*Given request:*
Change every "detection query" in the records below to "search prompt", keeping everything else the same, and leave the pictures out of your answer.
- - -
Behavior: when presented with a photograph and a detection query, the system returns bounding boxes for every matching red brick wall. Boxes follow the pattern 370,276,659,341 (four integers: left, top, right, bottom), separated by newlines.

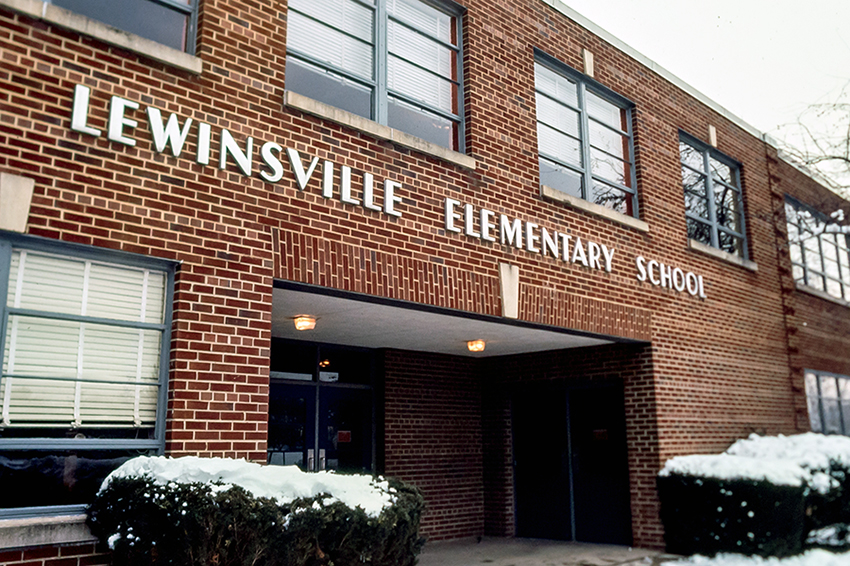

383,350,484,540
0,0,846,552
0,543,111,566
769,155,850,430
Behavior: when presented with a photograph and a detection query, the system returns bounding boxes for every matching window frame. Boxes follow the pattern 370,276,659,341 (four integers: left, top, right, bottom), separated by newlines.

803,369,850,436
679,130,750,260
534,48,640,218
785,195,850,303
284,0,466,153
0,231,178,519
44,0,200,55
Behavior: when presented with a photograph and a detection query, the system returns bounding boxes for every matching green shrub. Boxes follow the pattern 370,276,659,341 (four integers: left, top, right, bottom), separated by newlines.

658,474,808,557
88,476,424,566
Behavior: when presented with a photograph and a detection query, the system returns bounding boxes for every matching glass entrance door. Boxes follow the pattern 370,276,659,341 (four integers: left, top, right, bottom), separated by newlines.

268,340,375,473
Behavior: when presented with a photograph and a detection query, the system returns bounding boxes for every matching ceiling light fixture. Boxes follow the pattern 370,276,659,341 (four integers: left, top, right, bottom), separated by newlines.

293,314,316,330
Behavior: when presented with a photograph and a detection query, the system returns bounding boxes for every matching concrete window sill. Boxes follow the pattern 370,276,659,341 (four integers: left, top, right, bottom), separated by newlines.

0,0,203,75
0,515,97,549
797,281,850,308
688,240,759,272
283,90,476,170
540,185,649,232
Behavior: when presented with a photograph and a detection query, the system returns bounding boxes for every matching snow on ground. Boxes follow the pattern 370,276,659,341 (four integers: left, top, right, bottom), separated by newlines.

664,550,850,566
100,456,395,517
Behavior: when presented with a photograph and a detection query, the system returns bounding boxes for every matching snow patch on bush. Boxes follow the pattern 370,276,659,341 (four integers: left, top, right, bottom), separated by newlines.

664,550,850,566
658,454,812,487
659,432,850,494
100,456,396,517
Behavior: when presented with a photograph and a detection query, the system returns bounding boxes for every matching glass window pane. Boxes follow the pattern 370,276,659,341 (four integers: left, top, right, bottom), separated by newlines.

708,157,737,186
537,93,580,138
685,191,708,220
387,96,458,150
788,244,803,264
688,218,711,246
537,122,581,167
585,90,627,131
0,450,147,509
287,0,374,43
821,398,843,434
682,167,708,195
387,0,457,45
7,255,86,314
826,279,842,299
534,63,578,108
679,141,705,172
387,54,457,114
806,373,823,432
587,182,632,216
387,21,456,80
590,149,632,187
717,232,744,257
588,120,630,161
286,10,373,81
52,0,189,51
823,258,839,279
714,184,741,232
540,158,584,198
286,57,372,118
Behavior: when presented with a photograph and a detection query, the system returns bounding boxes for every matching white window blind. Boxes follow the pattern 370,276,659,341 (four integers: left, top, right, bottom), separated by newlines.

0,250,167,428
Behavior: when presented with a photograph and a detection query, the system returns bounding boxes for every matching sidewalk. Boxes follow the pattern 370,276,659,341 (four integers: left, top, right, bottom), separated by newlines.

419,538,679,566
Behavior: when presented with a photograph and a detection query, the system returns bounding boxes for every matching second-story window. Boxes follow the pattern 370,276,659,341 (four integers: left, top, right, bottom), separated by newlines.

286,0,463,151
785,198,850,302
48,0,198,53
679,134,747,259
534,53,637,216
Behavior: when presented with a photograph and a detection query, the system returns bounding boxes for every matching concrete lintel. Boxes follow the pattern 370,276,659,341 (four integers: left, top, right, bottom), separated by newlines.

0,515,97,549
283,90,477,170
0,173,35,232
540,185,649,232
499,263,519,318
0,0,203,75
688,240,759,272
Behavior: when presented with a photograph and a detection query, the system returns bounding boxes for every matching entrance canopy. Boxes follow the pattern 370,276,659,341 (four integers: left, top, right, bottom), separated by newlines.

272,281,624,357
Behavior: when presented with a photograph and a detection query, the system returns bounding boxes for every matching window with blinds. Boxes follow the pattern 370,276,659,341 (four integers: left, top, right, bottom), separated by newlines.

0,249,166,435
534,52,637,216
286,0,462,151
0,240,176,517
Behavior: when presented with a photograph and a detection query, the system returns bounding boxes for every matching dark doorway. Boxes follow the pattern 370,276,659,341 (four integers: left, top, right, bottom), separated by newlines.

268,340,375,473
513,382,632,545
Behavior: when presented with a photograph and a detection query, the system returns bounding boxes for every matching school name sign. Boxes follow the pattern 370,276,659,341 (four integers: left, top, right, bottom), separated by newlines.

71,85,706,299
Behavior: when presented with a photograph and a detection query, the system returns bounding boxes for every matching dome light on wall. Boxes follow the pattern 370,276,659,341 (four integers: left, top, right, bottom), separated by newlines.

293,314,316,330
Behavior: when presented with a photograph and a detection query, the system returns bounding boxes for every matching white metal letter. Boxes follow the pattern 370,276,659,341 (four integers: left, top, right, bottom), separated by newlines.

71,85,100,137
106,96,139,146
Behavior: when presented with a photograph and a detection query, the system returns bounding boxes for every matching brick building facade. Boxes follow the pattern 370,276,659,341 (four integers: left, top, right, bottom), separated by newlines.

0,0,850,564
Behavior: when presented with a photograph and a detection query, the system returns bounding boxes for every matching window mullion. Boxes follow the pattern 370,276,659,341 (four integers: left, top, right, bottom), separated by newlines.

372,0,389,124
576,81,593,201
702,151,720,249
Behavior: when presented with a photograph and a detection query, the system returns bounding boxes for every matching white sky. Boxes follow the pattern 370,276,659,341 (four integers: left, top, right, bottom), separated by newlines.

563,0,850,137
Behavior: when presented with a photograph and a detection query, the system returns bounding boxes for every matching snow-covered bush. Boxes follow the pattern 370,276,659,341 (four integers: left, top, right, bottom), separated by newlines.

88,457,423,566
658,433,850,556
- - -
*Response to this exercise:*
Behavior: when presented with a photograph and a search prompt, the system returns bounding boxes for every matching red brick wall. Boxes follow the pattern 370,276,659,341 (four integers: left, top, right, bottom), separated by newlines.


383,350,484,540
0,0,846,552
0,543,111,566
769,155,850,430
Behavior: when presented with a photograph and a search prompt, the system returns bounding boxes for every matching window frame. Boxes follow the pattern 370,276,659,341 (four integers: left, top, right, bottom), separated by newlines.

803,369,850,436
679,130,750,260
534,48,640,218
785,195,850,303
284,0,466,153
0,231,178,519
44,0,200,55
Behavior: when presented with a photograph and a search prompt, the system returns bounding boxes for every matching green shrub. Boxes follow the pattern 370,276,659,341 (four integers: left, top, right, bottom), separated by newlines.

658,474,808,557
88,476,424,566
Behavior: when presented with a photograph and a search prompt, the system returns bounding boxes for every matching glass entrance door. Boxes follow the pattern 370,276,659,341 (four integers: left, top, right, bottom), separated by newlines.

268,340,375,473
Behavior: when presented with a photograph and a search prompt, the system returns bounding boxes for every matching ceiling light fixture. Boxes follow the pattern 370,276,659,341 (four integers: left, top, right, bottom), separated by newlines.

293,314,316,330
Behavior: when presented with a photograph and a search prompt, the system returns bounding boxes for every matching concrete window sill. Boxes follow the pattern 370,276,659,341 (four integers: left, top, right, bottom), separated by newlines.

0,0,203,75
0,515,97,549
797,281,850,308
688,240,759,272
283,90,476,170
540,185,649,232
Behavior: when presented with a photograph and a search prompt, the system returns bounding boxes for every matching snow on ground. Boxes follow the pattern 370,276,659,341 (four integers: left, top, right, bottom), separated by newlines.

664,550,850,566
100,456,395,517
Behavior: when presented with a photograph and a search prompt, the system returns bounding boxes for every matching snow patch on bush. Boxes follow the pattern 370,276,659,341 (four integers: left, top, right, bottom), separated by newlines.

664,550,850,566
658,454,812,487
659,432,850,494
100,456,396,517
Behavior: when presented with a photograph and a search prompt, the system returns bounding boxes for every matching glass window pane. Boxes follow the pattern 370,276,659,341 (four integers: left, top, right, bottom), separated by newlines.

708,157,737,186
537,93,580,138
685,191,708,220
387,96,458,150
788,244,803,264
688,218,711,246
537,122,581,167
585,90,627,131
0,450,147,509
287,0,374,43
821,398,843,434
682,167,708,195
387,0,457,45
7,255,86,314
826,279,842,299
534,63,578,108
679,141,705,172
387,54,457,114
806,373,823,432
587,182,632,216
387,21,456,80
590,149,632,187
717,232,744,257
588,120,630,161
286,10,373,81
52,0,189,51
823,258,839,279
714,184,741,232
540,158,584,198
286,57,372,118
Behavior: when presented with a photograph and a search prompt, the system returns bounding boxes for every matching white window blind. Boxes follow the pattern 370,276,659,341 (four integers: left, top, right, bottom), separated by newlines.

0,250,167,428
Behavior: when presented with a photograph and a search prompt, the system returns bounding boxes for every matching sidewalk. Boxes follow the pattern 370,276,659,341 (four integers: left, top, right, bottom), separated by newlines.

419,538,679,566
Behavior: when presented with a photograph and a search prompt, the system returns bounding boxes for every matching second-story window. Boxes follow the pattern 370,276,659,341 (four integers: left, top, right, bottom), separated by newlines.

286,0,463,151
785,198,850,302
48,0,198,53
679,134,747,259
534,53,637,216
Behavior: when presented with a photograph and a search prompt, the system returns bounding boxes for every matching concrete lintel. Boxes follow the pattern 370,276,659,341 (four integers: left, top, right, bottom), separated by newlines.

0,515,97,549
283,90,477,170
0,173,35,232
540,185,649,232
499,263,519,318
0,0,203,75
688,240,759,272
Behavior: when presented with a photograph and a search prompt, the system returns bounding boxes for every matching entrance canopy. Boxes follow the pattern 370,276,659,341 (four integers: left, top, right, bottom), separated by newlines.

272,281,624,357
Behavior: when presented with a photograph and a search prompt, the system returns bounding boxes for every matching window with blinds. Boxes follow the pattern 370,276,659,341 (four integers: left, top, right, bottom), separated by newlines.

0,249,166,435
534,52,637,216
286,0,462,151
0,240,176,517
Behavior: when presented with a photograph and a search prompt, the system returns bounding boxes for every matching dark doorway. Boxes follow the pattern 370,276,659,341 (four integers: left, top, right, bottom), separated by newlines.

268,340,375,473
513,382,632,545
Behavior: when presented with a photograph and a search prompt, the system returns bounding boxes for every matching school name sign. Boxes follow the pattern 370,276,659,341 (four integers: left, top, right, bottom), separated by newlines.

71,85,706,299
Behavior: when presented with a photograph and a search prompt, the system returns bounding boxes for every matching dome light on wall. Boxes follow the pattern 370,276,659,341 (four integers: left, top, right, bottom), separated by newlines.

293,314,316,330
Behavior: when presented with a photograph and a search prompt, the system returns bounding boxes for every matching white metal letter. Boxes follow the pattern 370,276,659,341 (four integers: left, top, right, bottom), separated by newlines.

71,85,100,137
106,96,139,146
Behavior: when presented with a photograph and a search prompt, the system returns bounding boxes for every matching brick building facade. Boxes follow the pattern 370,276,659,341 (four integers: left, top, right, bottom), separated by newlines.

0,0,850,564
Behavior: when presented with a photograph and a search prompt, the system returns bounding boxes for every matching window mullion. Boxes follow the pattern 370,276,659,341 (four integers: left, top, right, bottom), separated by newlines.

372,0,389,124
576,81,593,201
702,151,720,249
Behavior: when presented with a photograph and a search prompt, the system returns bounding boxes for every matching white sky. Boxes follow the pattern 370,276,659,341 (four integers: left, top, right, bottom), separated by newlines.

563,0,850,137
Behavior: when presented with a photograph and a search prompt, the system returns bounding boxes for every matching snow-covered bush. Boxes follow the pattern 370,276,659,341 (four integers: left, top, right, bottom), separated by newlines.

88,457,423,566
658,433,850,556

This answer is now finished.